-- Passage follows --
Tony Hagen is senior managing editor for The Center for Biosimilars®.
The FDA has approved a multidose vial of Samsung Bioepis’ trastuzumab biosimilar Ontruzant, which was first approved as a 150-mg single-dose vial in January 2019 and has yet to reach the US market in either form.
The FDA has approved a 420-mg multidose vial of Samsung Bioepis’ trastuzumab biosimilar Ontruzant, which is yet to be launched in the United States.
Ontruzant is indicated for the adjuvant treatment of HER2-overexpressing breast cancer, metastatic breast cancer, and metastatic gastric cancer or gastroesophageal junction adenocarcinoma in patients who have not received prior treatment for metastatic disease.
The biosimilar was first approved as a 150-mg single-dose vial by the FDA in January 2019 across all indications for the reference product, Herceptin.
In the United States, Ontruzant, when launched, would compete with 4 other trastuzumab biosimilars, Herzuma, Trazimera, Ogivri, Kanjinti, as well as Herceptin. Herzuma was launched this month; Trazimera in February 2020; Ogivri in December 2019; and Kanjinti, the first biosimilar trastuzumab to launch, in July 2019.
-- Passage concluded --
-- Data for analysis follows --
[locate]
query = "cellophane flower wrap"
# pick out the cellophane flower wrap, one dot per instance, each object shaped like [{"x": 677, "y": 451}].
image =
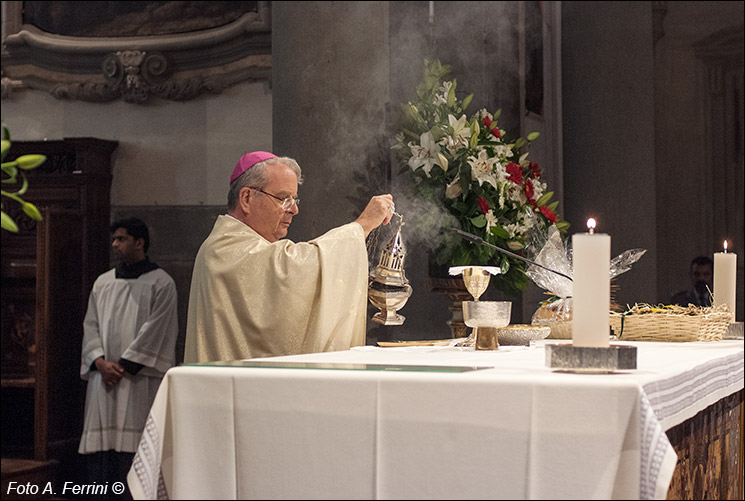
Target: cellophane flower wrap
[{"x": 471, "y": 167}]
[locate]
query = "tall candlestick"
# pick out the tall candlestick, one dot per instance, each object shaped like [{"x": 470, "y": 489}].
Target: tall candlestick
[
  {"x": 591, "y": 288},
  {"x": 725, "y": 279}
]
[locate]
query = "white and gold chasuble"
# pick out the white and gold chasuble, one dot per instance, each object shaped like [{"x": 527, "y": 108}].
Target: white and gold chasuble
[{"x": 251, "y": 298}]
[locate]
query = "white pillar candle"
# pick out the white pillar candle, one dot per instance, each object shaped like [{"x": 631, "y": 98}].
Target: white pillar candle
[
  {"x": 591, "y": 288},
  {"x": 725, "y": 279}
]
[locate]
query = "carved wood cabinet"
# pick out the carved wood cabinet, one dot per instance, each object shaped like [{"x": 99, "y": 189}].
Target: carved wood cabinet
[{"x": 48, "y": 269}]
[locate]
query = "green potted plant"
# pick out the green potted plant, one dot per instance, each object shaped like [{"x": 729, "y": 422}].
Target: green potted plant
[{"x": 12, "y": 170}]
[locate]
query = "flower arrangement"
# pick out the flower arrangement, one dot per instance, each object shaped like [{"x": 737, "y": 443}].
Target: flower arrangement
[{"x": 481, "y": 177}]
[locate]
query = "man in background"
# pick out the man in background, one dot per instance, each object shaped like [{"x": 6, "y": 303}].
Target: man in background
[
  {"x": 129, "y": 340},
  {"x": 701, "y": 272}
]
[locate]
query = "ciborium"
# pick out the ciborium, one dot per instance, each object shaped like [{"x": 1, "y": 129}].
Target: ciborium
[
  {"x": 388, "y": 289},
  {"x": 484, "y": 317}
]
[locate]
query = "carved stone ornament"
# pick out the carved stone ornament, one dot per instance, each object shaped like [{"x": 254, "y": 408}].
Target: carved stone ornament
[{"x": 176, "y": 67}]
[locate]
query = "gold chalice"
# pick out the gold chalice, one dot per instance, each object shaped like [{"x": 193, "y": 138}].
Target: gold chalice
[{"x": 484, "y": 317}]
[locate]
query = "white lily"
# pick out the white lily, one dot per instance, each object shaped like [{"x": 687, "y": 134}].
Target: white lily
[
  {"x": 453, "y": 189},
  {"x": 424, "y": 155},
  {"x": 461, "y": 132},
  {"x": 483, "y": 168}
]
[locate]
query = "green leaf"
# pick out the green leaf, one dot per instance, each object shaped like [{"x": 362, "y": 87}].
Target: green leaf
[
  {"x": 514, "y": 245},
  {"x": 474, "y": 140},
  {"x": 8, "y": 223},
  {"x": 500, "y": 232},
  {"x": 544, "y": 198},
  {"x": 31, "y": 211},
  {"x": 479, "y": 221}
]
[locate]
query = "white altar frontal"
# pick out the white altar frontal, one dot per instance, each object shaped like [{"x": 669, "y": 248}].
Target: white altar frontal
[{"x": 427, "y": 422}]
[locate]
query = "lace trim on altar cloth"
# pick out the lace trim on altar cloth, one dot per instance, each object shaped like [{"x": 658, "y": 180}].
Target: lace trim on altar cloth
[
  {"x": 661, "y": 400},
  {"x": 146, "y": 464}
]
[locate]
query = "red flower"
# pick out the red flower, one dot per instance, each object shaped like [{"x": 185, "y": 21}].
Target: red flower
[
  {"x": 492, "y": 128},
  {"x": 529, "y": 191},
  {"x": 515, "y": 172},
  {"x": 548, "y": 213},
  {"x": 535, "y": 170},
  {"x": 484, "y": 204}
]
-- Data for analysis concluded --
Apply what you read |
1. Replace "multidose" with "multiple-dose" in the Ontruzant article from "Tony Hagen is" to "for metastatic disease.", and write out that stretch in full.
2. Extend the Ontruzant article with new writing that picks up after its final sentence.

Answers below |
1.
Tony Hagen is senior managing editor for The Center for Biosimilars®.
The FDA has approved a multiple-dose vial of Samsung Bioepis’ trastuzumab biosimilar Ontruzant, which was first approved as a 150-mg single-dose vial in January 2019 and has yet to reach the US market in either form.
The FDA has approved a 420-mg multiple-dose vial of Samsung Bioepis’ trastuzumab biosimilar Ontruzant, which is yet to be launched in the United States.
Ontruzant is indicated for the adjuvant treatment of HER2-overexpressing breast cancer, metastatic breast cancer, and metastatic gastric cancer or gastroesophageal junction adenocarcinoma in patients who have not received prior treatment for metastatic disease.

2.
Amgen reported fourth quarter 2019 US revenues of $79 million for Kanjinti, up from $39 million in the previous quarter. The product launched at a 15% discount to Roche-Genentech’s Herceptin, which has annual sales of roughly $7 billion and costs about $70,000 for a full course of treatment.
In tandem with the Ontruzant announcement, Samsung Bioepis said the biosimilar will be marketed and distributed in the United States by Merck, which intends to spin off products from its biosimilars business, including Ontruzant, into a new independent, publicly traded company. This spinoff is expected to occur in the first half of 2021, and until that time Merck will handle the commercialization of Ontruzant.
The European Commission approved Ontruzant 150 mg in November 2017. The 420-mg vial was approved for sales by the European Medicines Agency in March 2019.